● **Records for the task**

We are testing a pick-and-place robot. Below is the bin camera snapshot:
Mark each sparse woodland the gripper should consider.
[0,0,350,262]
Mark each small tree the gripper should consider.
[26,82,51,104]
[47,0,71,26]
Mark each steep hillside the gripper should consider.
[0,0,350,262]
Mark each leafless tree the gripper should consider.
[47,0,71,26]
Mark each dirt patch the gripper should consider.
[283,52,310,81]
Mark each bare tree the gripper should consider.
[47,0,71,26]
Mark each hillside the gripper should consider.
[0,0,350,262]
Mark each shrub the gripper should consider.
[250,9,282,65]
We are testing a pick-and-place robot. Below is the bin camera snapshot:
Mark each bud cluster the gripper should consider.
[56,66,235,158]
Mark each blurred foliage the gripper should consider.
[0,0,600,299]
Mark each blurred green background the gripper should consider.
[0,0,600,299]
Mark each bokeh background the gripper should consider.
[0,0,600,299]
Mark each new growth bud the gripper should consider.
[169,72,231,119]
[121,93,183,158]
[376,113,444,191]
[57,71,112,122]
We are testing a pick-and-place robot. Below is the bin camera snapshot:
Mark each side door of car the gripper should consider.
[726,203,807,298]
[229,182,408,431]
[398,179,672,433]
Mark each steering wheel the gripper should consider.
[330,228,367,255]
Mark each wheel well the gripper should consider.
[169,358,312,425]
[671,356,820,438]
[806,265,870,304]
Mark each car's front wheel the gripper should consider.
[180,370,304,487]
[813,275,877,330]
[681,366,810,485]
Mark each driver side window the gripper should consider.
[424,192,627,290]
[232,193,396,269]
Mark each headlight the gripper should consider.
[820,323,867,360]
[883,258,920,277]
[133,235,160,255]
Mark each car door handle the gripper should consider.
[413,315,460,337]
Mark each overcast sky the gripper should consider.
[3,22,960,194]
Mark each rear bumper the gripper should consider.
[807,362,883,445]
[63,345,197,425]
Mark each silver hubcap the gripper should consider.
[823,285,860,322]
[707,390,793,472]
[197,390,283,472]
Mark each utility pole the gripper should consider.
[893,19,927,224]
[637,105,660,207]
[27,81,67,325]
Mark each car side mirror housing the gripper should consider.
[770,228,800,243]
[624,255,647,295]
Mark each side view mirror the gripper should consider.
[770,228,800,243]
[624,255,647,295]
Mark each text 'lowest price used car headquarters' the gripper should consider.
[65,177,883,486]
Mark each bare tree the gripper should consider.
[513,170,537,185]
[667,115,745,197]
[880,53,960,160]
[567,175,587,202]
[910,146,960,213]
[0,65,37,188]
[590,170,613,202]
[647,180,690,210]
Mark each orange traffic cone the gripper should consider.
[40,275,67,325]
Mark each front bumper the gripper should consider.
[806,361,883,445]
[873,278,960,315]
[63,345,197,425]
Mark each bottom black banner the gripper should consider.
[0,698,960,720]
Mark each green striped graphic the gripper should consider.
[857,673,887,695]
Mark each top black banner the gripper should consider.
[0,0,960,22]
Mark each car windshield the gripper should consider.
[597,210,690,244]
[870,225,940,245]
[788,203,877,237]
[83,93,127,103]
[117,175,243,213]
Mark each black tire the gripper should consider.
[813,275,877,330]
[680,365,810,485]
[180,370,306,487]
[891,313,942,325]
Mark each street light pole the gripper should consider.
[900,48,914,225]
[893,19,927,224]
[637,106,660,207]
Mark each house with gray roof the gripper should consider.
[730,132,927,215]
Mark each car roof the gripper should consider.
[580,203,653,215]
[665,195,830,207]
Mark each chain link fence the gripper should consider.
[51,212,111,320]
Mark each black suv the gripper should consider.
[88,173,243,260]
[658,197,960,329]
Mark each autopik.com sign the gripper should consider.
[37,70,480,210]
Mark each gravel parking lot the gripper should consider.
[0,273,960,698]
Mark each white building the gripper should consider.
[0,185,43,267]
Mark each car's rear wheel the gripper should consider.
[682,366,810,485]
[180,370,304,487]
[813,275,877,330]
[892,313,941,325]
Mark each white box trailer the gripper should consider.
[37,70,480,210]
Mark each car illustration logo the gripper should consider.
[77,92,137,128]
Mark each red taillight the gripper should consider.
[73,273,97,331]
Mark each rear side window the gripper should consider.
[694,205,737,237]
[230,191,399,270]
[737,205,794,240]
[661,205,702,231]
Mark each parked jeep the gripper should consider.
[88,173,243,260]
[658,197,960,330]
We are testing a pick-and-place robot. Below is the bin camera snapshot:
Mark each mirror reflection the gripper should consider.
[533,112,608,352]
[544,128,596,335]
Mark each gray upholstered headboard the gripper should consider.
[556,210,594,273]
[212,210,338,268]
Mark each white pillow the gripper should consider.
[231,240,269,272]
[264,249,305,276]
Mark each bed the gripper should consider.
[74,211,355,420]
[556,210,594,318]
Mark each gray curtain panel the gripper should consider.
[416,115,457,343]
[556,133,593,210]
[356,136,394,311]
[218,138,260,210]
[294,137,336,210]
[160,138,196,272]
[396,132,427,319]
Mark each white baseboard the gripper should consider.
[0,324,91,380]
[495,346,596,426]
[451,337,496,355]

● **Written request**
Can you put all of these records into a two-column CSV with the headers request and answer, one row per request? Put each request's text and its answer in one quoted field apiece, with line breaks replaced by spaces.

● **Solution to this problem**
request,answer
"We are testing a pick-and-place robot. Below is the bin camera snapshot: Mark each sparse woodland the gripper should consider.","[0,0,350,262]"
"Mark each small tree the gripper should consider.","[26,82,51,104] [47,0,71,26]"
"Mark each steep hillside the gripper should consider.","[0,0,350,262]"
"Mark each leafless tree the gripper should consider.","[47,0,71,26]"
"Mark each dirt patch the gripper should consider.","[283,52,310,81]"
"Mark each bare tree the gripper should consider.","[47,0,71,26]"
"Mark each hillside the gripper should consider.","[0,0,350,262]"
"Mark each shrub the gripper should consider.","[250,9,282,65]"
"We are testing a pick-and-place robot. Below is the bin camera snapshot: Mark each bud cluster the gripper should consider.","[56,66,235,158]"
"Mark each blurred foliage the gripper should consider.","[0,0,600,299]"
"Mark each blurred green background the gripper should consider.","[0,0,600,299]"
"Mark each bokeh background the gripper should consider.","[0,0,600,299]"
"Mark each new growth bud the gripper should consider.","[169,72,231,119] [121,93,183,158] [376,113,444,191] [57,71,112,122]"
"We are testing a pick-and-place robot. Below is the bin camera snapshot: Mark each side door of car the gripper should consider.","[726,203,807,298] [229,182,408,431] [398,179,672,433]"
"Mark each steering wheel the gripper should consider.","[330,228,367,255]"
"Mark each wheel well the gripper should consider.","[169,358,312,425] [671,356,820,438] [806,265,870,304]"
"Mark each car's front wheel the gripper should consider.","[180,370,304,487] [813,275,877,330] [681,366,810,485]"
"Mark each driver side window the gripper should consider.","[424,192,627,290] [232,193,396,269]"
"Mark each headlight the gripper should consider.","[820,323,867,360] [883,258,920,277] [133,235,160,255]"
"Mark each car door handle the gripper should consider.","[413,315,460,337]"
"Mark each overcast sky the gripper should consider.","[3,22,960,194]"
"Mark each rear bumper the gripper should consider.","[807,362,883,445] [63,345,197,425]"
"Mark each silver hubcap the gripper should consider.","[823,285,860,322] [707,390,793,472] [197,390,283,472]"
"Mark each utility pole the gripper should consider.","[893,19,927,224] [637,105,660,207] [27,81,67,325]"
"Mark each car side mirror housing the gripper should consider.","[770,228,800,243] [624,255,647,295]"
"Mark each side view mirror the gripper should consider.","[770,228,800,243] [624,255,647,295]"
"Mark each text 'lowest price used car headquarters' the gripper should consider.","[65,177,883,486]"
"Mark each bare tree the gripper should consider.","[513,170,537,185] [667,115,745,197] [880,53,960,160] [567,175,587,202] [910,146,960,213] [0,65,37,188] [590,170,613,202] [647,180,690,210]"
"Mark each orange traffic cone the gripper should consider.","[40,275,67,325]"
"Mark each front bumper the gripper should consider.","[806,361,883,445] [873,278,960,315] [63,345,197,425]"
"Mark each bottom black banner the gripper should consider.","[0,698,960,720]"
"Mark each green striped graphic the gripper should consider.","[857,673,887,695]"
"Mark each top black banner the gripper should consider.","[0,0,960,22]"
"Mark each car windshield the gripper should consider.","[597,210,690,244] [870,225,940,245] [788,203,877,237] [83,93,127,103] [117,175,243,213]"
"Mark each black tire the gripper should consider.","[813,275,877,330] [680,365,810,485] [180,370,306,487] [891,313,942,325]"
"Mark each street light pole the gripper should consider.","[900,48,914,225] [893,19,927,224] [637,106,660,207]"
"Mark each house with gray roof the gripper should consider.","[730,132,927,215]"
"Mark each car roof the gripper should consider.","[580,203,653,215] [665,195,830,207]"
"Mark each chain link fence the gripper should consider.","[51,212,111,320]"
"Mark each black suv the gripper should consider.","[88,173,243,260] [658,197,960,329]"
"Mark each autopik.com sign the gripper should consider.","[37,70,480,210]"
"Mark each gravel parking lot the gripper should consider.","[0,273,960,698]"
"Mark each white building the gripper should consider.","[0,185,43,267]"
"Mark each car's rear wheel the gripper should consider.","[682,366,810,485] [180,370,304,487] [813,275,877,330] [892,313,941,325]"
"Mark each white box trailer the gripper should consider.","[37,70,480,210]"
"Mark each car illustration logo the gripper should consider.","[77,92,137,128]"
"Mark each red taillight the gripper should consider.","[73,273,97,331]"
"Mark each rear side window the gripper should consider.","[694,205,737,237] [230,191,399,270] [737,205,794,240] [661,205,702,231]"
"Mark each parked jeep the gripper should consider.","[88,173,243,260] [658,197,960,330]"
"We are testing a pick-and-place robot. Below is the bin camera snapshot: Mark each mirror reflection the gripper should consider.","[533,112,608,352] [544,128,596,335]"
"Mark each gray upholstered headboard the gripper should consider.","[556,210,594,273] [212,210,338,268]"
"Mark each white pillow the gripper should consider.","[231,240,269,272] [264,249,305,276]"
"Mark each bed the gripper should consider.","[74,211,355,420] [556,210,594,318]"
"Mark each gray curtain panel the gripper should consider.","[416,115,457,343] [556,133,593,210] [356,136,394,311] [218,138,260,210] [294,137,336,210] [160,138,196,272] [396,132,427,319]"
"Mark each white baseboard the gripper should consider.","[0,324,91,380] [495,346,596,426] [451,337,496,355]"